Start Article

It is in the same way as candidates are selected for seats in the colleges or for appointments in the government that a certain percentage of people are thought to be sufficient for the purpose of conducting the rites meant to invoke the heavenly powers for the happiness of mankind - and these few function on a hereditary basis. Not more are needed for such a task since all the other work required for the proper functioning of the society will otherwise suffer. This is the principle on which vocations are divided. People agitate for the application for the principle of equality (a product of French Revolution) to scriptural matters without realising that it has hardly any place even in worldly affairs.

Strength of Unity

When there are so many jatis and each lives separately from the rest, how can the community remain united as a whole? But the fact is unity did exist in the past. Indeed it is now that our society is divided because of ill-will among the various groups. The binding factor in the past was faith in our religion and its scriptures. The temple strengthened this faith and the sense of unity, the temple which belongs to the whole village or town and which is situated at its centre. People had the feeling of togetherness in the presence of Isvara as his children. In festival all jatis took part contributing to their success in various ways.
In the rathotsava (car festival) of a temple, all sections including Harijans pulled the chariot together. On returning home they did not bathe before eating. This practice has the sanction of the sastras. [Talking of the past] it was a time when people were divided in their callings but were of one heart. Though stories are concocted that there was no unity since society was divided into a number of jatis, the fact is people then had faith in the sastras and in the temples and this faith was a great unifying force. Today, ironically enough, hatred and enmity are spread between the various jatis in the name of unity. That is the reason why nowadays the cry against the caste has become a cry against the vedic dharma and temples.
The vedas themselves proclaim that when a man attains to the highest state [that is jnana] he does not need either the Vedas themselves or the temples. The Upanisads too have it that in the state of jnana or supreme awareness the Vedas are not Vedas, the Brahmin is not a Brahmin, the untouchable is not an untouchable. It is to reach this state - the state in which the Vedas and all the differences in society cease to be- that you need the very Vedas, temples and caste differences. The condition of utter non-difference, may it be noted, is realised through these very means.
He who constantly strives to be free from worldly existence ultimately discovers that everything is one, so proclaim the Vedas. Krsna Paramatman pronounces the same truth when he says that in the end there is worklessness -"Tasya karyam na vidyate".
In the phenomenal world with its works and day-to-day affairs, it does not make sense to claim that there are no differences. The sastras, however, teach us that even in such a world we must be filled with love for all castes, for all creatures and we must look upon all as the same without regarding one as inferior to the rest or superior. It means the attitude of non-difference is in love, not in karma. "We must always feel inwardly that all are one and we must be permeated with love for all. But in karma, in action there must be differences," such is the teaching of the sastras.

End Article
Start Records

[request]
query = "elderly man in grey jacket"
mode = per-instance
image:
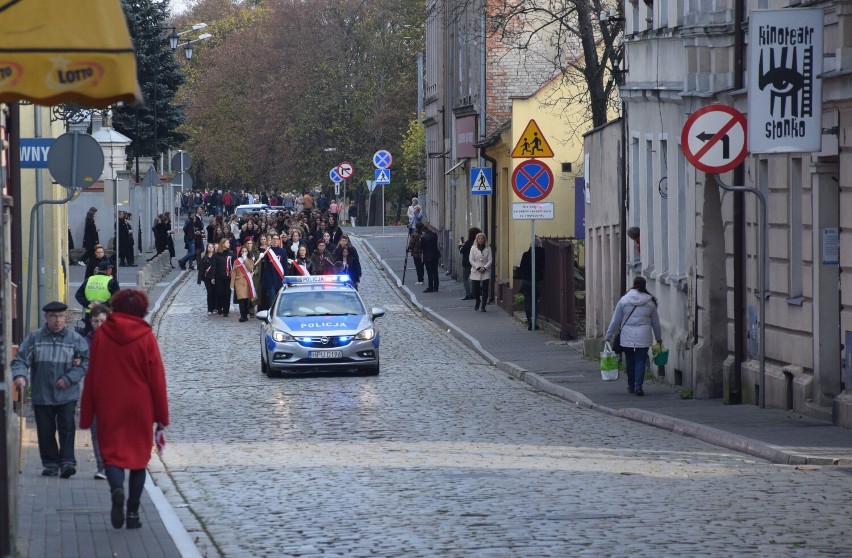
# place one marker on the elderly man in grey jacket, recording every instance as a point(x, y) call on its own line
point(56, 358)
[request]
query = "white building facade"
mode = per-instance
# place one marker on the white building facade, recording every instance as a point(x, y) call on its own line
point(698, 246)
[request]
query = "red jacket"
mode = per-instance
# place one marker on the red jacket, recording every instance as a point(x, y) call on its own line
point(125, 388)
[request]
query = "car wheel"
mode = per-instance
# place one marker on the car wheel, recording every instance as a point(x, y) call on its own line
point(373, 371)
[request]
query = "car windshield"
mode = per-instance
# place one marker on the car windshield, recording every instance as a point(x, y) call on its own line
point(319, 303)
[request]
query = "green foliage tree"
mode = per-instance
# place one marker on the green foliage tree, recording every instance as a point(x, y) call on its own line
point(160, 77)
point(286, 80)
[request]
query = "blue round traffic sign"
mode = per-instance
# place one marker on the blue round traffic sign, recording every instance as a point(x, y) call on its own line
point(382, 159)
point(532, 180)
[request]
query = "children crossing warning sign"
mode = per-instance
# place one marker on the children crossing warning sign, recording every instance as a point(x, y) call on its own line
point(532, 144)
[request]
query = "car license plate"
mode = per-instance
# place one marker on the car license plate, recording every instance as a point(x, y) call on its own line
point(325, 354)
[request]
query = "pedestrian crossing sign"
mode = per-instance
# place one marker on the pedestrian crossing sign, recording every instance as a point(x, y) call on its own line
point(382, 176)
point(480, 181)
point(532, 144)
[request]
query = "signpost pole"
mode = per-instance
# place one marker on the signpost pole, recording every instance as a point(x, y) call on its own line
point(761, 282)
point(533, 293)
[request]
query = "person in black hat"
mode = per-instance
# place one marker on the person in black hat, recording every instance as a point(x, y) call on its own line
point(97, 289)
point(56, 359)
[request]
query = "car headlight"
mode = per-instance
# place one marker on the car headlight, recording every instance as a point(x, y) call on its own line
point(281, 337)
point(366, 334)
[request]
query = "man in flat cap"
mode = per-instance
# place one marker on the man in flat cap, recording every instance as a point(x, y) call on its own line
point(97, 289)
point(56, 358)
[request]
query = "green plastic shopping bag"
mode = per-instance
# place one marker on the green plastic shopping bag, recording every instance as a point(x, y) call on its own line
point(609, 364)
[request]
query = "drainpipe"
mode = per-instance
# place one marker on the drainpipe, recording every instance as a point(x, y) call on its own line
point(739, 248)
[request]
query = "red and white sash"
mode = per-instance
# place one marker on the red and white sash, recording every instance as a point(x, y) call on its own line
point(247, 276)
point(276, 263)
point(301, 268)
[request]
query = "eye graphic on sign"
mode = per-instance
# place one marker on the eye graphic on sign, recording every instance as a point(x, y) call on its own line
point(784, 82)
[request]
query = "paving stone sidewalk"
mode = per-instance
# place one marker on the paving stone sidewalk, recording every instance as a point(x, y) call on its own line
point(559, 368)
point(69, 518)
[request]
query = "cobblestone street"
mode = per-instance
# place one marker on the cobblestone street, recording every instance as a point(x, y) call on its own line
point(443, 455)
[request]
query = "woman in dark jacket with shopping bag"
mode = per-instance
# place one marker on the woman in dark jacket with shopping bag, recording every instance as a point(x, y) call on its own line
point(636, 319)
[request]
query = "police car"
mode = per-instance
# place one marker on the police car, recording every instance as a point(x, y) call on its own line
point(318, 323)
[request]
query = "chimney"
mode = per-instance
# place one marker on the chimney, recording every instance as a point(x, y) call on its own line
point(97, 121)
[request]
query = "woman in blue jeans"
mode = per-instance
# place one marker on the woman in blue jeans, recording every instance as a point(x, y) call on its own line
point(636, 318)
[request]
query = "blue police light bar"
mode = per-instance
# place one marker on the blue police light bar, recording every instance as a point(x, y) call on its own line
point(314, 279)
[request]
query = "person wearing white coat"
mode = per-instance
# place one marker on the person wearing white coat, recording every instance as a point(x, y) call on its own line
point(480, 270)
point(636, 318)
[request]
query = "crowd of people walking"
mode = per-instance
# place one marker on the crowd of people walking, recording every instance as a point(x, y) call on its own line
point(243, 259)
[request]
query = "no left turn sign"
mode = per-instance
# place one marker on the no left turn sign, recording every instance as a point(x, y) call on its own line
point(714, 138)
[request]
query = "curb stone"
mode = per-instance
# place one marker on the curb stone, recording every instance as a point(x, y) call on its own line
point(714, 436)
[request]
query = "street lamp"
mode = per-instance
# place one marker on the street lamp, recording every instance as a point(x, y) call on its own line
point(174, 39)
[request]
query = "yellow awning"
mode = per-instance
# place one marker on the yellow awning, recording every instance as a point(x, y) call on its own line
point(66, 51)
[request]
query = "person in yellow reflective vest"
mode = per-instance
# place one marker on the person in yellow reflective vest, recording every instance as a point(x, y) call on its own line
point(97, 289)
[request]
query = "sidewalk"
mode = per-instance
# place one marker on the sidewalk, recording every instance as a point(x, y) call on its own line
point(70, 518)
point(559, 368)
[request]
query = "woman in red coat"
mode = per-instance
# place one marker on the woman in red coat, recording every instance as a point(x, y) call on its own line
point(126, 389)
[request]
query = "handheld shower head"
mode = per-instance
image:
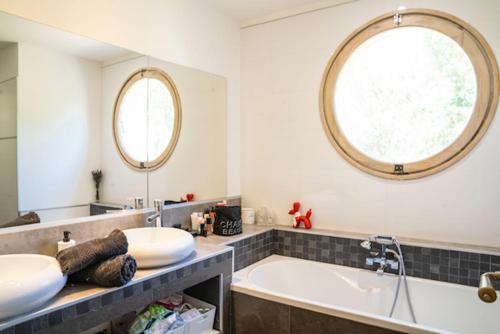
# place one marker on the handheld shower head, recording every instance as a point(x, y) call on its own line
point(486, 290)
point(366, 245)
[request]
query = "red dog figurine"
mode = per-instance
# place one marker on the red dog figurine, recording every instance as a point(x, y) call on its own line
point(298, 218)
point(189, 198)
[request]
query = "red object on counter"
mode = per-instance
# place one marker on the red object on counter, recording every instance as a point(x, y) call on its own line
point(298, 218)
point(189, 198)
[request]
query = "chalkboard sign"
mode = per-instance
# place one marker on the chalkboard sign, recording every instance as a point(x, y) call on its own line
point(228, 220)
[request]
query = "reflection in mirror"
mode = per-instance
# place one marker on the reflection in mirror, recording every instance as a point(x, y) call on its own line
point(147, 119)
point(58, 93)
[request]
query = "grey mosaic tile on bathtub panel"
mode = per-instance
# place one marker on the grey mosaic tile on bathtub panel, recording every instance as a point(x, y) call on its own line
point(87, 314)
point(252, 249)
point(430, 263)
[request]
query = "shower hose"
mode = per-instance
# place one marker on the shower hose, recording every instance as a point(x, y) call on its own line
point(402, 273)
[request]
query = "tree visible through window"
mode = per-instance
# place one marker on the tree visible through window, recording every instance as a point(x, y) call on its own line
point(409, 93)
point(405, 94)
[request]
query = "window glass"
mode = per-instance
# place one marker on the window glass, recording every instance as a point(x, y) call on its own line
point(405, 94)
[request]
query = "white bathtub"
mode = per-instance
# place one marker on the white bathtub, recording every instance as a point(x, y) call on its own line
point(362, 296)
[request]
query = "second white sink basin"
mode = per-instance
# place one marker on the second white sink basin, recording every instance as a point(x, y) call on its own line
point(158, 246)
point(27, 281)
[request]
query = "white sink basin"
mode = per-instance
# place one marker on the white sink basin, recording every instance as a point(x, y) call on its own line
point(27, 281)
point(158, 246)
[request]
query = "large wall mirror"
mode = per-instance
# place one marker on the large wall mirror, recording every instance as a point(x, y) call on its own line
point(71, 106)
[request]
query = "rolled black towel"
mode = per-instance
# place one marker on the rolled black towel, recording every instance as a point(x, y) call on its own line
point(116, 271)
point(81, 256)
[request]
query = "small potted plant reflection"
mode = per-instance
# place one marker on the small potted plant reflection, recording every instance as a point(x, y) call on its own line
point(97, 176)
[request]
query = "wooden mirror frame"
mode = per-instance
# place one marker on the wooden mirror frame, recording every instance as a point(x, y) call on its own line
point(154, 73)
point(487, 76)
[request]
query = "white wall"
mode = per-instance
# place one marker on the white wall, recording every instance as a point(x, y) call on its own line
point(8, 133)
point(198, 163)
point(187, 32)
point(58, 128)
point(286, 155)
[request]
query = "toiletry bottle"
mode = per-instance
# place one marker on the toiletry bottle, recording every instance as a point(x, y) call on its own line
point(209, 226)
point(66, 242)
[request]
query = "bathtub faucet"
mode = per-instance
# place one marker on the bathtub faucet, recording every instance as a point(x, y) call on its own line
point(380, 257)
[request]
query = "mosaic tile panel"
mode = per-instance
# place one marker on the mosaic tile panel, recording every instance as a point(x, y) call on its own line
point(252, 249)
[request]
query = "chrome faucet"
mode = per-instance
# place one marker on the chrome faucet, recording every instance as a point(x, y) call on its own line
point(157, 216)
point(380, 258)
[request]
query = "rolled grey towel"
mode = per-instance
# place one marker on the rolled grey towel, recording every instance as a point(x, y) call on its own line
point(116, 271)
point(81, 256)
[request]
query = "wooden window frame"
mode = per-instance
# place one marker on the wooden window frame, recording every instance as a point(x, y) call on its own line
point(487, 76)
point(153, 73)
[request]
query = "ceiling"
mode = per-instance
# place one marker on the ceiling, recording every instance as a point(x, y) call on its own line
point(17, 30)
point(249, 11)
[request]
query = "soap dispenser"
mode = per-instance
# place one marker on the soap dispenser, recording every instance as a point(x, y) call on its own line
point(66, 242)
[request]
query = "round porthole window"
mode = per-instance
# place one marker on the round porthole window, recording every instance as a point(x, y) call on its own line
point(409, 94)
point(147, 118)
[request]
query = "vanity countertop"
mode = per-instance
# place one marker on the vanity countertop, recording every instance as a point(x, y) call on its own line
point(74, 293)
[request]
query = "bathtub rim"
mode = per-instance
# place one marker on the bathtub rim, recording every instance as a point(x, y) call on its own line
point(242, 284)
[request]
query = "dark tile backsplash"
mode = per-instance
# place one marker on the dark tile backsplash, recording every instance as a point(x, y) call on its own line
point(430, 263)
point(253, 249)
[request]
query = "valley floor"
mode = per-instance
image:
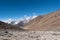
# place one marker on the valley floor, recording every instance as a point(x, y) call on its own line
point(29, 35)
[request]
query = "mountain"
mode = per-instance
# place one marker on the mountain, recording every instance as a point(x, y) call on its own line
point(46, 22)
point(8, 26)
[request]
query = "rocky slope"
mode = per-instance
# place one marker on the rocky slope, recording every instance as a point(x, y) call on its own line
point(29, 35)
point(49, 22)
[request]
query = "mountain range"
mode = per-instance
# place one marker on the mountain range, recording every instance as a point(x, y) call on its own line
point(47, 22)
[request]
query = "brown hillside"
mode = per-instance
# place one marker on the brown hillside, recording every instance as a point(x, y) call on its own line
point(45, 23)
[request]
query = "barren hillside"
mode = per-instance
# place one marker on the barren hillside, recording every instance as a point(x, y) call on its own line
point(45, 23)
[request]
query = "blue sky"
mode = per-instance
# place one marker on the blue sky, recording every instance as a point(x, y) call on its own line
point(19, 8)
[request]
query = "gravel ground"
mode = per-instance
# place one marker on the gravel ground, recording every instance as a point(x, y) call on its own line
point(29, 35)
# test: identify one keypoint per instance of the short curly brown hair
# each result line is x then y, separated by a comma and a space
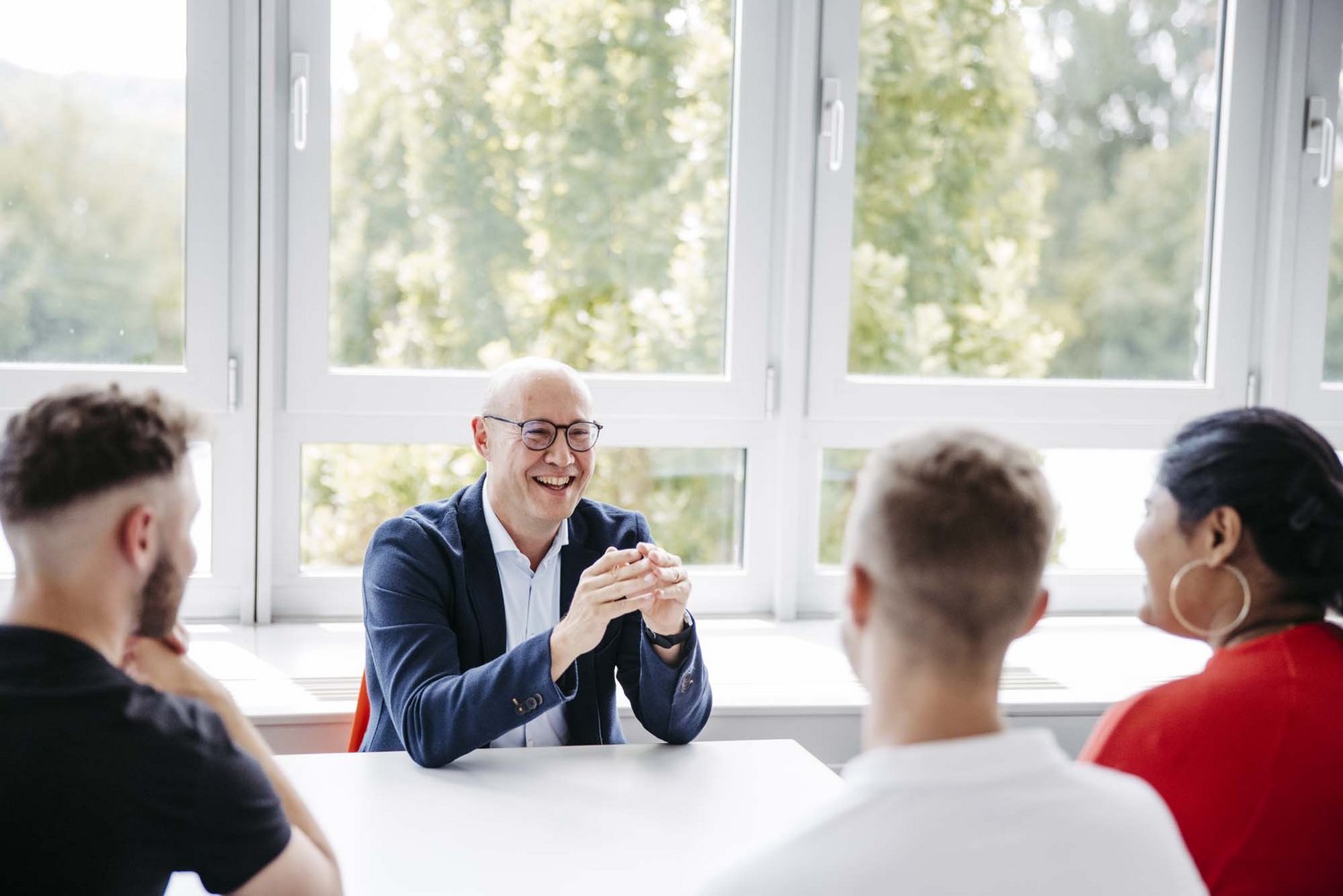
82, 440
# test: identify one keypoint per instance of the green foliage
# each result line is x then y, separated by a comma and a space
90, 219
1334, 322
536, 177
947, 209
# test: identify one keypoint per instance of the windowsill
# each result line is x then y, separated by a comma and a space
308, 673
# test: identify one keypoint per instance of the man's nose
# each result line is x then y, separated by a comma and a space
559, 453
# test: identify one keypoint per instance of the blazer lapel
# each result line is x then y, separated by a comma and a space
483, 573
575, 558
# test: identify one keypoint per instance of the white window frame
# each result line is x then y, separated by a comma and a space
1294, 332
215, 325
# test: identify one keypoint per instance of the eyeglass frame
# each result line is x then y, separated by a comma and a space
553, 435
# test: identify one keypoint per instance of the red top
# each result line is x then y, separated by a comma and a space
1249, 756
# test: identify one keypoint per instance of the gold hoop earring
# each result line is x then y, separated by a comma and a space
1209, 633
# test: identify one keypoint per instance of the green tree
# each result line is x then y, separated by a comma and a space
536, 177
91, 176
947, 207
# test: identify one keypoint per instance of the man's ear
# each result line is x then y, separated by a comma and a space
860, 597
480, 437
137, 536
1037, 611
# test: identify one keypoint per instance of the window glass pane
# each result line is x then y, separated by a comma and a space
1099, 493
93, 110
1031, 190
201, 528
1334, 324
692, 498
529, 177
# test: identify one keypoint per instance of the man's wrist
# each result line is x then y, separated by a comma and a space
671, 638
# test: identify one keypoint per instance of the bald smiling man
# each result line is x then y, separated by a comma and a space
505, 614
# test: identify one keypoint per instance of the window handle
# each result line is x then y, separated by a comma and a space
833, 115
1326, 175
1321, 139
298, 98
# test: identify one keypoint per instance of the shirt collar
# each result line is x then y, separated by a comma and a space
1005, 755
502, 542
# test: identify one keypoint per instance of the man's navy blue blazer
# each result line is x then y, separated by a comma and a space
440, 681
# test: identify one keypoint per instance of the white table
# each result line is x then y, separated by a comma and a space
563, 820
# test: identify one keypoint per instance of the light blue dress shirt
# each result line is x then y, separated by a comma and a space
531, 606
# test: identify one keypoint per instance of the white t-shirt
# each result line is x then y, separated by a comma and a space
531, 606
1004, 815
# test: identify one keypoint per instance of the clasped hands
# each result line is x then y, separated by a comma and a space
642, 578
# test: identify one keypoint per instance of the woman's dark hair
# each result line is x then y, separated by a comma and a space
1286, 482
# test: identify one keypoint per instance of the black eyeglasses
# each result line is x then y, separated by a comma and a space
540, 434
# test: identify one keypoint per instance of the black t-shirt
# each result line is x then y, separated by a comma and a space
107, 786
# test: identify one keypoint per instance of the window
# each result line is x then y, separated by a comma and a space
115, 234
1031, 190
773, 233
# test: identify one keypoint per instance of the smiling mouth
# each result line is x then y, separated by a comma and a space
553, 482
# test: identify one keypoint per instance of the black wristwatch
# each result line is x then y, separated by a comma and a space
672, 640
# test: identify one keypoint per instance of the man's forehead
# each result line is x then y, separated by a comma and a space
547, 394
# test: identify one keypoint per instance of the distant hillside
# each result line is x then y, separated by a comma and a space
128, 115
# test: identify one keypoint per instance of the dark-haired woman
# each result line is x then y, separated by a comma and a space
1244, 550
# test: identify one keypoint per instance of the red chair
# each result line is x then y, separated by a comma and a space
356, 731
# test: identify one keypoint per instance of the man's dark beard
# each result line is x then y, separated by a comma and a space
158, 600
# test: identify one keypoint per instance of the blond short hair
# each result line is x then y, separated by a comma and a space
954, 528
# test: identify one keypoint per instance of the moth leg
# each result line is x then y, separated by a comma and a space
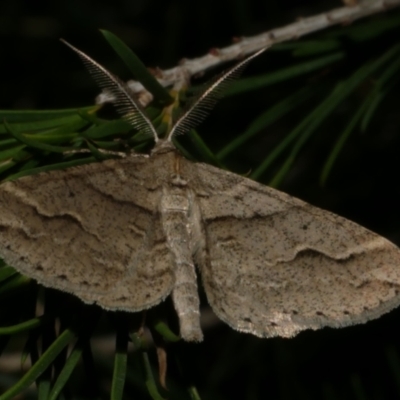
176, 225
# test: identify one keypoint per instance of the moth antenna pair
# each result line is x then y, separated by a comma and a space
133, 112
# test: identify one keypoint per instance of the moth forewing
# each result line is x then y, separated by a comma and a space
126, 233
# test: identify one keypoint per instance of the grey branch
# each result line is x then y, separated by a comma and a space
247, 45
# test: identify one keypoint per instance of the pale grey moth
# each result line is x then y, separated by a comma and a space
126, 233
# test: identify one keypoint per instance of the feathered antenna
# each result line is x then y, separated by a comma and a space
125, 104
201, 107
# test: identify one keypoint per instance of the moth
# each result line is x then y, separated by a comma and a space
126, 233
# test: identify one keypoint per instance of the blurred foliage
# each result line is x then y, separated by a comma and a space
317, 117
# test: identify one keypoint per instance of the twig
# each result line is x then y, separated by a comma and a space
247, 45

End Records

> _Work to complete_
a) Echo the stretch of the passage on caste and unity from "Strength of Unity" through "in various ways.", word for word.
b) Select each line in the rows that holds the string "crowd" and copy those lines out; case counts.

> _Solutions to the exercise_
a)
Strength of Unity

When there are so many jatis and each lives separately from the rest, how can the community remain united as a whole? But the fact is unity did exist in the past. Indeed it is now that our society is divided because of ill-will among the various groups. The binding factor in the past was faith in our religion and its scriptures. The temple strengthened this faith and the sense of unity, the temple which belongs to the whole village or town and which is situated at its centre. People had the feeling of togetherness in the presence of Isvara as his children. In festival all jatis took part contributing to their success in various ways.

b)
query = "crowd of people walking"
# place one marker on the crowd of people walking, recording every instance as a point(x, y) call on its own line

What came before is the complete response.